EXCERPTED PASSAGE:
Gallery Lightness21

Contact: clarefarrow21@gmail.com, Instagram @gallery_lightness21 and @clarefarrowstudio, Phone +44 7527052024

Gallery Lightness21, named after a text on ‘Lightness’ by Italo Calvino in 1985 (lightness as weightlessness, translucency, layers, playfulness, hope, humanity, science, poetry, and different ways of seeing) is a new online gallery, founded by Clare Farrow in Sept. 2025. The gallery represents and sells original and limited edition work by artists, architects (concept sketches & models), designers (furniture, jewellery & product), ceramic artists, composers (concept drawings), photographers, video- and multi-media artists.

“There are so many precedents for Lightness in the history of art, architecture and design, from the sfumato technique of Leonardo da Vinci (applying multiple layers of thin oil-paint glazes), to the furniture of Eileen Gray, incorporating transparency, reflections and air; or the playful poetry of painter Paul Klee; and today the material experiments of Japanese architects.” C.F.

INFORMATION GIVEN:
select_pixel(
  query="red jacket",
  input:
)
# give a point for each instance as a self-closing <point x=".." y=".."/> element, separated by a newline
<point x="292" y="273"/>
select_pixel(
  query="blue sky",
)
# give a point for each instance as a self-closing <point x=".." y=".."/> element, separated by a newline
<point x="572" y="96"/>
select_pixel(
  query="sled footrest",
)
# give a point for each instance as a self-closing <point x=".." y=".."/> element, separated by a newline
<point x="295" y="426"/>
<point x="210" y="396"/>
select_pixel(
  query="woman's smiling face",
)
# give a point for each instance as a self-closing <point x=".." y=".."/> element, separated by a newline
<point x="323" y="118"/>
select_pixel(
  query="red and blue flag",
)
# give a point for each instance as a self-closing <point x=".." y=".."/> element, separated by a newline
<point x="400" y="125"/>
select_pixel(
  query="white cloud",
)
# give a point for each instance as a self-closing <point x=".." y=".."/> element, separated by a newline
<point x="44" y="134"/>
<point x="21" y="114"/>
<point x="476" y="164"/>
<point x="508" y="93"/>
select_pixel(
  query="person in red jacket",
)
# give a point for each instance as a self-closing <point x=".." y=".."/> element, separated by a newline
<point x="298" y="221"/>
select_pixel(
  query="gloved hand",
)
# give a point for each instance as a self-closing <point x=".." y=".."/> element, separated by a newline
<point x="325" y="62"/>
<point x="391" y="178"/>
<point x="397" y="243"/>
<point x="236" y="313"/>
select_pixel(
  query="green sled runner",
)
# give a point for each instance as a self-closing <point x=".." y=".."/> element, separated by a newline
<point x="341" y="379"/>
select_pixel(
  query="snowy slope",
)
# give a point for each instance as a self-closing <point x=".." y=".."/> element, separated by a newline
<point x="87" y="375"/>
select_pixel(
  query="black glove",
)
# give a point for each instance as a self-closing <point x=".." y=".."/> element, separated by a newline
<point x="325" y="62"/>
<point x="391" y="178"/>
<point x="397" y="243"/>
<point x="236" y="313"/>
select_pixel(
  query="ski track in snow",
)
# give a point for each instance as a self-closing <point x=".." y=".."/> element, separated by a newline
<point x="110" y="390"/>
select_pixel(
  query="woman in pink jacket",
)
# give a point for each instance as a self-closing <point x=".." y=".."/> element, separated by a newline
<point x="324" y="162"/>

STATED TASK:
Reproduce the passage of the Gallery Lightness21 page starting at "Gallery Lightness21, named" and ending at "and multi-media artists.".

EXERCISE RESPONSE:
Gallery Lightness21, named after a text on ‘Lightness’ by Italo Calvino in 1985 (lightness as weightlessness, translucency, layers, playfulness, hope, humanity, science, poetry, and different ways of seeing) is a new online gallery, founded by Clare Farrow in Sept. 2025. The gallery represents and sells original and limited edition work by artists, architects (concept sketches & models), designers (furniture, jewellery & product), ceramic artists, composers (concept drawings), photographers, video- and multi-media artists.